## DOCUMENT SECTION
────────
Officers Involved In Samuel DuBose Shooting Were Sued In Earlier Death Of Unarmed Black Man

The two officers restrained a mentally ill patient while another cop shot him with a stun gun.

Two University of Cincinnati police officers involved in a colleague's recent fatal shooting of Samuel DuBose also were on hand for a 2010 struggle with a psychiatric patient who later died.

Officers Eric Weibel and Phillip Kidd were among seven University of Cincinnati police officers and other officials named in a lawsuit alleging the wrongful death of Kelly Brinson, a 45-year-old mentally ill university hospital patient. Hospital staff summoned officers to help subdue Brinson, who became agitated when put in seclusion, according to court documents first reported by The Guardian. Kidd and Weibel gave written statements that they restrained Brinson, while another officer used a Taser stun gun on him.

Brinson went into cardiac arrest and died days later, the Cincinnati Enquirer reported. The Hamilton County coroner ruled Brinson died from natural causes. His family settled the lawsuit for $638,000.

Documents from the Brinson lawsuit are available online.

Both officers also were involved in the July 19 traffic stop that led to the death of DuBose. Kidd gave statements to investigators that he saw DuBose, 43, drive away and drag Officer Ray Tensing before Tensing shot the motorist. Weibel wrote in a report that Tensing's uniform looked like he'd been dragged.

Footage from Tensing's body camera, however, appeared to show that DuBose wasn't driving away when the officer shot him, as Tensing and Kidd had claimed.

Kidd and another officer who testified before a grand jury in the DuBose investigation are on administrative leave while the probe continues. Weibel didn't claim to witness the shooting, and the department hasn't announced any discipline against him.

Tensing, 25, pleaded not guilty Thursday to charges of murder and voluntary manslaughter. He claims he fired his gun because he feared for his life.

In addition to Brinson and DuBose, two other black men have died in altercations with the university's police force since 1997.

Neither university police nor a lawyer for Brinson's family responded to HuffPost's inquiries.
────────
## ACTIVITY 1
Reproduce the part of the news article on the officers in the Samuel DuBose shooting that opens with the words containing "Kidd and another" and closes with "to HuffPost's inquiries.".
## ACTIVITY 2
In the news article on the officers in the Samuel DuBose shooting, what reason does Ray Tensing give for firing his gun?

(Collection entries)
────────
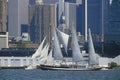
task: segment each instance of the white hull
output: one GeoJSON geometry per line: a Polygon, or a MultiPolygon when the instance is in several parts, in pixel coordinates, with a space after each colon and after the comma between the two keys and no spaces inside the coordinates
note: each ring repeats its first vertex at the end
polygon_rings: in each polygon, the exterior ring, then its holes
{"type": "Polygon", "coordinates": [[[101,68],[80,68],[80,67],[60,67],[60,66],[40,66],[42,70],[58,70],[58,71],[94,71],[100,70],[101,68]]]}

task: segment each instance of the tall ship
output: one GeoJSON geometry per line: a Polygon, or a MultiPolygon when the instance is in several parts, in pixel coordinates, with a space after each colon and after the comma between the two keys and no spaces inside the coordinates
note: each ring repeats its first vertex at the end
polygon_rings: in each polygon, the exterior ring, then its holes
────────
## TASK RESPONSE 1
Kidd and another officer who testified before a grand jury in the DuBose investigation are on administrative leave while the probe continues. Weibel didn't claim to witness the shooting, and the department hasn't announced any discipline against him.

Tensing, 25, pleaded not guilty Thursday to charges of murder and voluntary manslaughter. He claims he fired his gun because he feared for his life.

In addition to Brinson and DuBose, two other black men have died in altercations with the university's police force since 1997.

Neither university police nor a lawyer for Brinson's family responded to HuffPost's inquiries.

## TASK RESPONSE 2
Tensing claims he fired his gun because he feared for his life.